Top of Data for this task

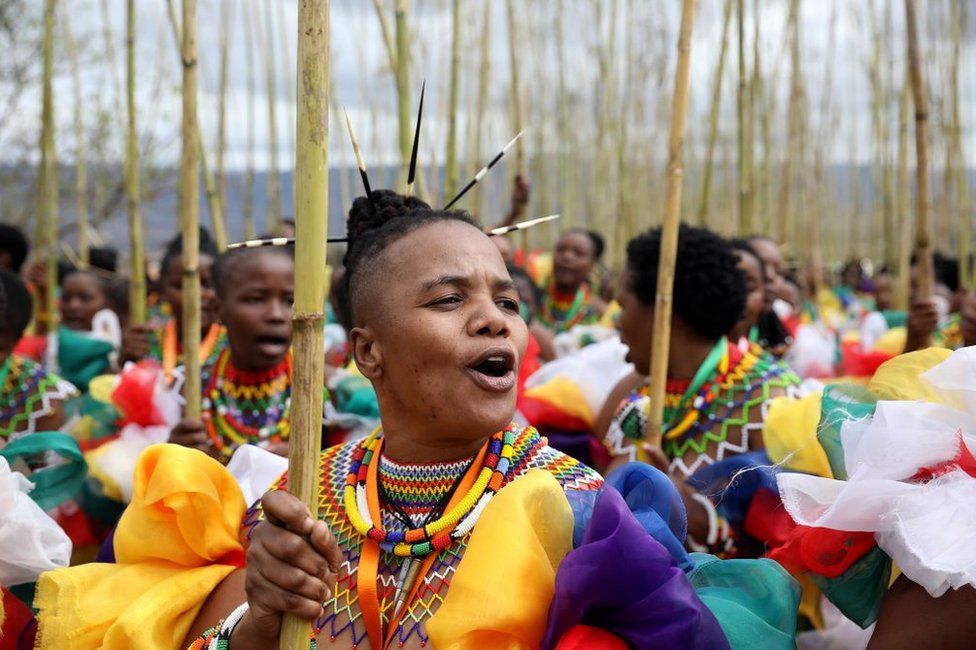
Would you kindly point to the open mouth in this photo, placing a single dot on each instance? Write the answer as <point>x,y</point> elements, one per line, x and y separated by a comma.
<point>272,345</point>
<point>494,370</point>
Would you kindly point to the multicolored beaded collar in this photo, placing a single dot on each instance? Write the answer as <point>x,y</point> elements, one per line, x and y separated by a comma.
<point>247,407</point>
<point>453,524</point>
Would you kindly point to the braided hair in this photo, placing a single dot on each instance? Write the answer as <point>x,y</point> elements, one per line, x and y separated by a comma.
<point>709,291</point>
<point>373,225</point>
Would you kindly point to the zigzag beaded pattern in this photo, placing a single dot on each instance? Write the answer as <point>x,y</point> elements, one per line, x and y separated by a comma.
<point>27,396</point>
<point>343,619</point>
<point>722,428</point>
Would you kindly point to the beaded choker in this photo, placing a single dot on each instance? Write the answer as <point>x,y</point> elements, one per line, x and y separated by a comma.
<point>247,407</point>
<point>565,314</point>
<point>457,521</point>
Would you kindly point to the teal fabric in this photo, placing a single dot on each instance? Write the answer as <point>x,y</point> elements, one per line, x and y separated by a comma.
<point>53,485</point>
<point>859,591</point>
<point>895,317</point>
<point>841,403</point>
<point>81,357</point>
<point>755,601</point>
<point>354,394</point>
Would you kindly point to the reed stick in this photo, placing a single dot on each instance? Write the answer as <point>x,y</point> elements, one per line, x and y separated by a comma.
<point>923,225</point>
<point>660,348</point>
<point>388,41</point>
<point>48,174</point>
<point>248,18</point>
<point>713,116</point>
<point>904,200</point>
<point>513,63</point>
<point>214,202</point>
<point>137,281</point>
<point>402,73</point>
<point>311,211</point>
<point>451,159</point>
<point>484,81</point>
<point>81,166</point>
<point>226,37</point>
<point>190,215</point>
<point>960,176</point>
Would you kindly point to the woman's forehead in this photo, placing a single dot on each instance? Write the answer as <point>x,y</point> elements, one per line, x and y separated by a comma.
<point>444,249</point>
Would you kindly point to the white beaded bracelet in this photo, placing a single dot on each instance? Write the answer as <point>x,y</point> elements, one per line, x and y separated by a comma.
<point>233,619</point>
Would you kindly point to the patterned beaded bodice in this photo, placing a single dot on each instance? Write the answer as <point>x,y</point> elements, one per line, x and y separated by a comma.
<point>413,487</point>
<point>28,394</point>
<point>725,416</point>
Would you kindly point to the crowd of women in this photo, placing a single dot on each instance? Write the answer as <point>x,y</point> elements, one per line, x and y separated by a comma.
<point>488,476</point>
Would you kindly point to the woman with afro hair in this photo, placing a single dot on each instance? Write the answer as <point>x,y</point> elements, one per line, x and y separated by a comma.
<point>718,395</point>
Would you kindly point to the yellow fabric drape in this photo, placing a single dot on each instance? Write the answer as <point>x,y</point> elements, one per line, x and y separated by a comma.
<point>500,595</point>
<point>174,544</point>
<point>790,435</point>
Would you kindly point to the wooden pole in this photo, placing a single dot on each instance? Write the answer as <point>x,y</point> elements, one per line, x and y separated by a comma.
<point>713,116</point>
<point>210,186</point>
<point>484,77</point>
<point>516,87</point>
<point>81,167</point>
<point>960,175</point>
<point>669,231</point>
<point>190,215</point>
<point>744,135</point>
<point>787,219</point>
<point>273,189</point>
<point>923,226</point>
<point>451,165</point>
<point>137,283</point>
<point>904,200</point>
<point>248,17</point>
<point>402,72</point>
<point>49,173</point>
<point>311,212</point>
<point>226,36</point>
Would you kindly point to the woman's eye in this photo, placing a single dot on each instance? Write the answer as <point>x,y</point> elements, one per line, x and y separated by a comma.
<point>508,304</point>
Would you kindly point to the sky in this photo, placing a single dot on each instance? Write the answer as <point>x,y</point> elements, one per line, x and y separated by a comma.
<point>363,84</point>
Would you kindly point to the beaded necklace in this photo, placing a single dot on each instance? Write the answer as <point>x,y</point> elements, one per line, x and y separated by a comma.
<point>247,407</point>
<point>563,314</point>
<point>453,524</point>
<point>26,394</point>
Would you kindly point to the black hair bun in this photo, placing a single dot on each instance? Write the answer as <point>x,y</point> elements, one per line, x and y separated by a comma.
<point>386,205</point>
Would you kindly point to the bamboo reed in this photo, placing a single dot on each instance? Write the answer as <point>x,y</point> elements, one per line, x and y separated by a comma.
<point>312,203</point>
<point>904,200</point>
<point>960,176</point>
<point>248,18</point>
<point>451,164</point>
<point>669,232</point>
<point>226,37</point>
<point>190,215</point>
<point>388,34</point>
<point>214,202</point>
<point>137,281</point>
<point>49,173</point>
<point>81,167</point>
<point>787,220</point>
<point>713,116</point>
<point>744,134</point>
<point>484,80</point>
<point>273,182</point>
<point>288,77</point>
<point>402,72</point>
<point>923,226</point>
<point>516,87</point>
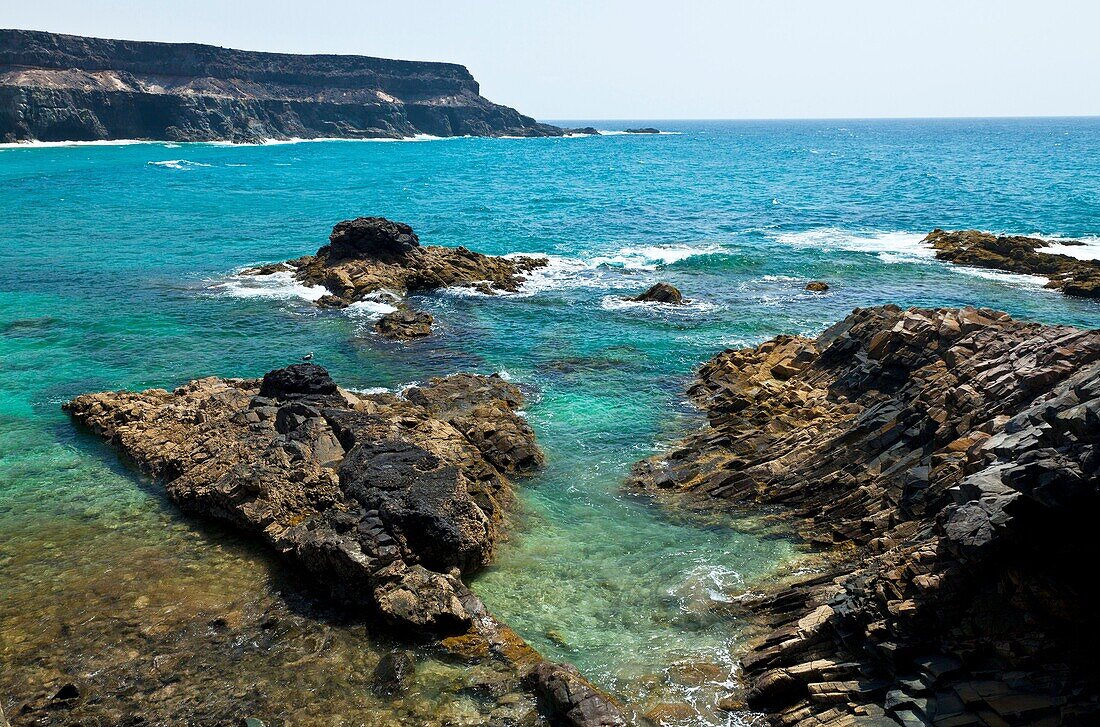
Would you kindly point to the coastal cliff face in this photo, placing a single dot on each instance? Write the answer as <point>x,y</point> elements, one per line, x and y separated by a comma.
<point>73,88</point>
<point>947,463</point>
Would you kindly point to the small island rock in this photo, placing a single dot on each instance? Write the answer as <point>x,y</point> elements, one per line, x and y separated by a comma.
<point>661,293</point>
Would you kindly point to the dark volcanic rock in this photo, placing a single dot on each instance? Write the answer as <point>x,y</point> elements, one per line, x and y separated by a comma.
<point>573,700</point>
<point>405,323</point>
<point>372,255</point>
<point>948,461</point>
<point>386,500</point>
<point>72,88</point>
<point>373,237</point>
<point>1018,254</point>
<point>297,379</point>
<point>661,293</point>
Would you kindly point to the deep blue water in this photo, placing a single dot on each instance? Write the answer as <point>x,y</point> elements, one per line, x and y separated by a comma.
<point>117,271</point>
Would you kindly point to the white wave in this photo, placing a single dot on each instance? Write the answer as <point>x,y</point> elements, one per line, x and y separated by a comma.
<point>890,246</point>
<point>276,285</point>
<point>651,256</point>
<point>370,309</point>
<point>178,164</point>
<point>1000,276</point>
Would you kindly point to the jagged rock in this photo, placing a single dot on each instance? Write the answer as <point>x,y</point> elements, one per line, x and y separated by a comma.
<point>372,256</point>
<point>948,462</point>
<point>573,700</point>
<point>385,499</point>
<point>59,87</point>
<point>661,293</point>
<point>376,496</point>
<point>1019,254</point>
<point>405,323</point>
<point>394,674</point>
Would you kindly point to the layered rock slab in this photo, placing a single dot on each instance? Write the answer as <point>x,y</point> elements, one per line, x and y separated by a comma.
<point>385,499</point>
<point>947,462</point>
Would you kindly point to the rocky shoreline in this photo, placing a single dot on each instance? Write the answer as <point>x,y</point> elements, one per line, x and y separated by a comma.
<point>1021,255</point>
<point>384,500</point>
<point>372,257</point>
<point>56,87</point>
<point>945,463</point>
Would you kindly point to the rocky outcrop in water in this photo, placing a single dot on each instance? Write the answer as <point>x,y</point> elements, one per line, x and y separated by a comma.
<point>947,463</point>
<point>661,293</point>
<point>59,87</point>
<point>372,255</point>
<point>1018,254</point>
<point>404,325</point>
<point>386,500</point>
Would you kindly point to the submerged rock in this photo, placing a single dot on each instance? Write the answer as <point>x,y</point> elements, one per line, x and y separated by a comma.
<point>386,500</point>
<point>405,323</point>
<point>1021,255</point>
<point>661,293</point>
<point>948,461</point>
<point>372,255</point>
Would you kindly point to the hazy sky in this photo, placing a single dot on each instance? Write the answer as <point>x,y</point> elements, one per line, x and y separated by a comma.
<point>688,59</point>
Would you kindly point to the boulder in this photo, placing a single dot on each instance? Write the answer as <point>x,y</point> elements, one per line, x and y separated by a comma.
<point>661,293</point>
<point>371,237</point>
<point>405,323</point>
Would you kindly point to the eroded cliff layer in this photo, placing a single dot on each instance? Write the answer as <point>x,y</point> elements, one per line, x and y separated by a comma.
<point>947,460</point>
<point>59,87</point>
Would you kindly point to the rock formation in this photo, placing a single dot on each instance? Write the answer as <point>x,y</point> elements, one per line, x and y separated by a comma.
<point>947,463</point>
<point>1016,254</point>
<point>386,500</point>
<point>372,255</point>
<point>72,88</point>
<point>661,293</point>
<point>405,323</point>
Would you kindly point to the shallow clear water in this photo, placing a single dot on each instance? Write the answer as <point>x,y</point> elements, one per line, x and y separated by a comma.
<point>116,271</point>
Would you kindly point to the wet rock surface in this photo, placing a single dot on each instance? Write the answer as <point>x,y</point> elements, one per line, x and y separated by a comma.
<point>1019,254</point>
<point>384,500</point>
<point>371,255</point>
<point>946,464</point>
<point>661,293</point>
<point>57,87</point>
<point>405,323</point>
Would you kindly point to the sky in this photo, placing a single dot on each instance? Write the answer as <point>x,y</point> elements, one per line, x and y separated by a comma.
<point>673,59</point>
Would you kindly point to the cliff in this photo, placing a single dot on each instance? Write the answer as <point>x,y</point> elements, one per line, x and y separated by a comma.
<point>72,88</point>
<point>946,461</point>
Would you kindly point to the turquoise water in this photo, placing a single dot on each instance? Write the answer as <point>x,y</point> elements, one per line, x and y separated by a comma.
<point>117,271</point>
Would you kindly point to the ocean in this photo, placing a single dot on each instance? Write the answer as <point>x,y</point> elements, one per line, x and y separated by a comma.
<point>118,271</point>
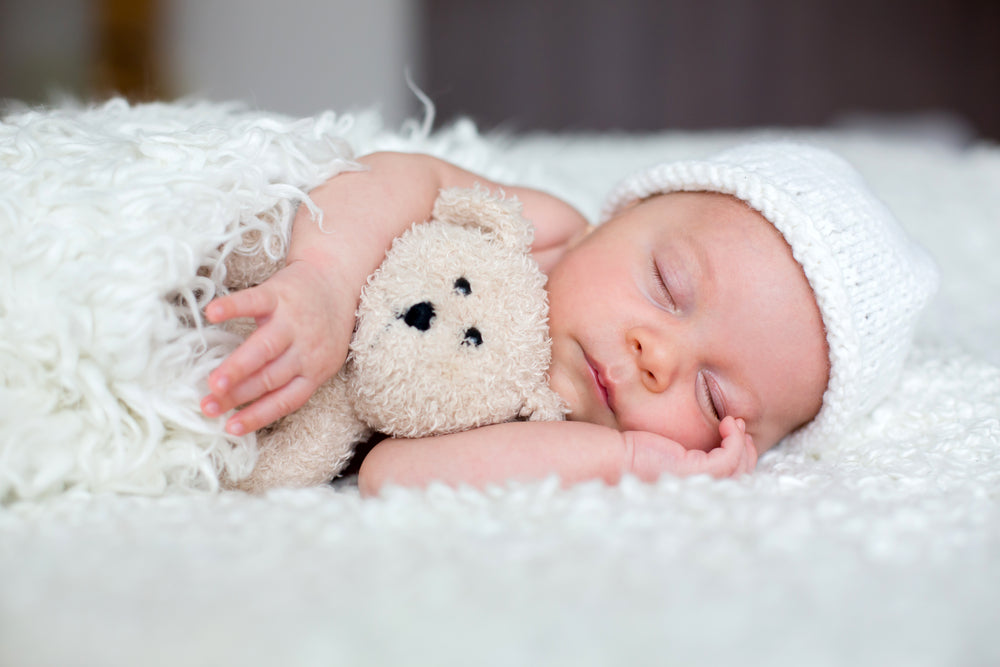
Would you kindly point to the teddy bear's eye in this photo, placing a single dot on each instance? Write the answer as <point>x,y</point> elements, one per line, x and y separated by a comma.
<point>472,337</point>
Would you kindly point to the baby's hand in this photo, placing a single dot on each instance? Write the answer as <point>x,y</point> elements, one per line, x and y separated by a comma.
<point>649,455</point>
<point>303,333</point>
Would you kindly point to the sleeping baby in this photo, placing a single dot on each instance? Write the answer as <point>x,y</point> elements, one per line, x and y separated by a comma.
<point>721,307</point>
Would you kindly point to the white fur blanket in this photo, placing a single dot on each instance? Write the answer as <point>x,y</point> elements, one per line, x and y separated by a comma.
<point>882,550</point>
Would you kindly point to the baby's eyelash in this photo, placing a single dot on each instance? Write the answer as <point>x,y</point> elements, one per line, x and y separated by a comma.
<point>661,284</point>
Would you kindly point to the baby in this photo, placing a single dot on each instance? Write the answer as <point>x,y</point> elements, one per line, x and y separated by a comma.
<point>722,306</point>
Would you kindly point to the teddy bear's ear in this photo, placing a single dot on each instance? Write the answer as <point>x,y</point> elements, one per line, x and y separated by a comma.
<point>477,207</point>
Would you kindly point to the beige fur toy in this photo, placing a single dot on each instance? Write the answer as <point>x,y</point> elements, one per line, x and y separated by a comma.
<point>451,334</point>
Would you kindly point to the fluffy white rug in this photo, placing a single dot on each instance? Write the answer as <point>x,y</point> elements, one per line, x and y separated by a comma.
<point>882,550</point>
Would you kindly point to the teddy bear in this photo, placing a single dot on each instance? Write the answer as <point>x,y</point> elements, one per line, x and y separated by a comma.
<point>451,334</point>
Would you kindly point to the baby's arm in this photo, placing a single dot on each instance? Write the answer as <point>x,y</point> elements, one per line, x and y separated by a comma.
<point>305,312</point>
<point>575,451</point>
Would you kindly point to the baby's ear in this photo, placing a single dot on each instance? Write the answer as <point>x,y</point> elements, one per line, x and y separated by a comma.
<point>478,208</point>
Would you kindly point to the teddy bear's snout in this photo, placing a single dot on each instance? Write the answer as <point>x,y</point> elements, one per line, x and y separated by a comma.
<point>419,315</point>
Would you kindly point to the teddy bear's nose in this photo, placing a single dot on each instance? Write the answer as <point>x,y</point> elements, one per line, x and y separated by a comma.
<point>419,315</point>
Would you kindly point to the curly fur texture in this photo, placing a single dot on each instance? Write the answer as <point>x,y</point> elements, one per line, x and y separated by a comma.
<point>116,221</point>
<point>451,334</point>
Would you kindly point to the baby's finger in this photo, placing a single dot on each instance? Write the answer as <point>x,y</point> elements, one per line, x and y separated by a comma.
<point>252,302</point>
<point>272,407</point>
<point>263,346</point>
<point>271,377</point>
<point>751,455</point>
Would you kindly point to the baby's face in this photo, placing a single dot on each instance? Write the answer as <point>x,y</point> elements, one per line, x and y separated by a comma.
<point>685,308</point>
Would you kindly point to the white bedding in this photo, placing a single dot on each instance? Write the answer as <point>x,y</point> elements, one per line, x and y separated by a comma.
<point>882,550</point>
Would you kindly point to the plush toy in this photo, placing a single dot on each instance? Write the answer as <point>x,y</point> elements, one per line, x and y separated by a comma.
<point>451,334</point>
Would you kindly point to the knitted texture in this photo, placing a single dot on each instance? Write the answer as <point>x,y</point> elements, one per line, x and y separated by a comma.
<point>870,280</point>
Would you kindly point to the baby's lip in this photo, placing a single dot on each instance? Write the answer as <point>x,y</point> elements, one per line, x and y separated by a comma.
<point>604,390</point>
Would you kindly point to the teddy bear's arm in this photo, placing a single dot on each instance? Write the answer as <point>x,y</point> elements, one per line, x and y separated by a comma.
<point>574,451</point>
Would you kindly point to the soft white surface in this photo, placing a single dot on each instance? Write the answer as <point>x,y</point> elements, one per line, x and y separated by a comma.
<point>882,550</point>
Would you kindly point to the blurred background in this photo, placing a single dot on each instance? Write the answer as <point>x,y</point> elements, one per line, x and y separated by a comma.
<point>567,65</point>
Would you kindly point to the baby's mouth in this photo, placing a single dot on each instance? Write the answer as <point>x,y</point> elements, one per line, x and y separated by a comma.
<point>600,388</point>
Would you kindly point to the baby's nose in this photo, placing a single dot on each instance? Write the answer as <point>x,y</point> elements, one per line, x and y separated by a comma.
<point>657,364</point>
<point>419,315</point>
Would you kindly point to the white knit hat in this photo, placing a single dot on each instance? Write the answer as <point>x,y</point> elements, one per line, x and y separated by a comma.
<point>870,280</point>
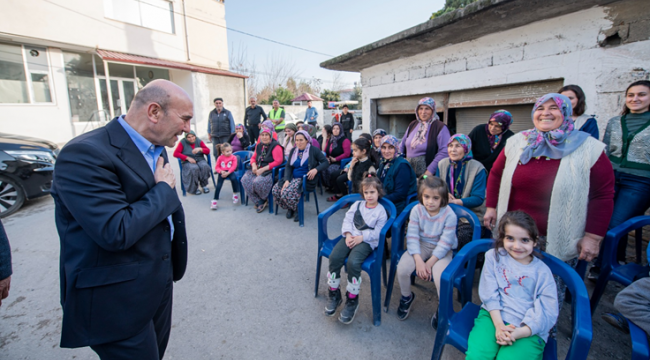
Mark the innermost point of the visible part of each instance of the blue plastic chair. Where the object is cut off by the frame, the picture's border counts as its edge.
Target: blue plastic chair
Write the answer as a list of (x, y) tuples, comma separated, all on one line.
[(610, 269), (180, 166), (463, 283), (372, 265), (301, 202), (243, 158), (454, 327), (640, 346)]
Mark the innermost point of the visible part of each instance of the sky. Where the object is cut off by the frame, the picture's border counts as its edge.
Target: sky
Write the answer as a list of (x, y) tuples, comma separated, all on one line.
[(333, 28)]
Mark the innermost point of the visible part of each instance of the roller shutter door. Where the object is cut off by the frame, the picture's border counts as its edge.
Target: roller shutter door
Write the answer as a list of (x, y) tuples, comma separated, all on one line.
[(468, 118), (406, 104)]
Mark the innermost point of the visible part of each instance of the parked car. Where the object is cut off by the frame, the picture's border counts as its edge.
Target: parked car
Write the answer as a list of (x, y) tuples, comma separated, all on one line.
[(26, 166)]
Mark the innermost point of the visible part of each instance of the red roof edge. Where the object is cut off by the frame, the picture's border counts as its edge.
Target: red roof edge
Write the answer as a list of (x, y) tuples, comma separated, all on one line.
[(145, 60)]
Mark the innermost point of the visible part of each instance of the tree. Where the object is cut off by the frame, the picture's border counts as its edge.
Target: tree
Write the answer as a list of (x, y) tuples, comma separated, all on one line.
[(329, 95), (451, 5), (281, 94)]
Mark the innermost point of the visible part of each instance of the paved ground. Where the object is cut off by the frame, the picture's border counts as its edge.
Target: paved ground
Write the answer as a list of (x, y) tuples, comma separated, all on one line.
[(247, 294)]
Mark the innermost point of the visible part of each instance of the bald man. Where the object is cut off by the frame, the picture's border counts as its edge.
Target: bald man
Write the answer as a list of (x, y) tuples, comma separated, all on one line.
[(122, 228)]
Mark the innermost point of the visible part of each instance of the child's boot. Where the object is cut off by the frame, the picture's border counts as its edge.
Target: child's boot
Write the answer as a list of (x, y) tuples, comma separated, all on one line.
[(352, 302), (333, 294)]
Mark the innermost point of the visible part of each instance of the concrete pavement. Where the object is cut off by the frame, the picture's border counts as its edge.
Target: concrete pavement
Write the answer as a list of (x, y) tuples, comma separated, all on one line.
[(247, 294)]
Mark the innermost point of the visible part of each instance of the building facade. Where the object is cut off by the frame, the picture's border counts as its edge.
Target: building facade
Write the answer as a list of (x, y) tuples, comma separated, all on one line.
[(503, 54), (67, 67)]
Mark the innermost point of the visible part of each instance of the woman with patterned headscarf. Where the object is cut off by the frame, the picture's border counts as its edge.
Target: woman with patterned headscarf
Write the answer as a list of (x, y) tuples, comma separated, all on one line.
[(561, 177), (466, 179), (425, 140), (395, 173), (489, 139)]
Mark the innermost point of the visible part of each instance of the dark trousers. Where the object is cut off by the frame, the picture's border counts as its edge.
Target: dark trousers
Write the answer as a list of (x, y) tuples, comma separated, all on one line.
[(632, 198), (341, 184), (254, 132), (148, 344), (233, 180), (356, 256), (216, 141)]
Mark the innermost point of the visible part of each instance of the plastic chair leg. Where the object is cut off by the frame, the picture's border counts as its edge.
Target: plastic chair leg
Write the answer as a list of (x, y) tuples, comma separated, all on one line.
[(317, 279), (601, 284)]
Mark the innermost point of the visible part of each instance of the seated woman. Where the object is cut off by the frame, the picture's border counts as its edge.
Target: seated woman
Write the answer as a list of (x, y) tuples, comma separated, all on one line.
[(288, 144), (377, 135), (337, 149), (240, 139), (489, 139), (257, 181), (466, 179), (363, 162), (196, 170), (311, 130), (324, 137), (304, 159), (425, 140), (396, 173)]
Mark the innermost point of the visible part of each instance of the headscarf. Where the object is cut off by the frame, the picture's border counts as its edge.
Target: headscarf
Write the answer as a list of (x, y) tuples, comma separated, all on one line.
[(381, 132), (423, 125), (503, 118), (386, 163), (456, 176), (309, 129), (554, 144), (305, 153)]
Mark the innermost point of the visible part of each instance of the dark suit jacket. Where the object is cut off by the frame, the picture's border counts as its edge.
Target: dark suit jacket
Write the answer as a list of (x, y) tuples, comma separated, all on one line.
[(116, 253)]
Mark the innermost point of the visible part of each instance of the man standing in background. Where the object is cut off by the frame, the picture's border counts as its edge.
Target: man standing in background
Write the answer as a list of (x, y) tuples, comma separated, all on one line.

Bottom of Data for this task

▶ [Assigned task]: Would you please work out how many lines of the data hold "building"? Reply with the number alone.

▶ [Output below]: 2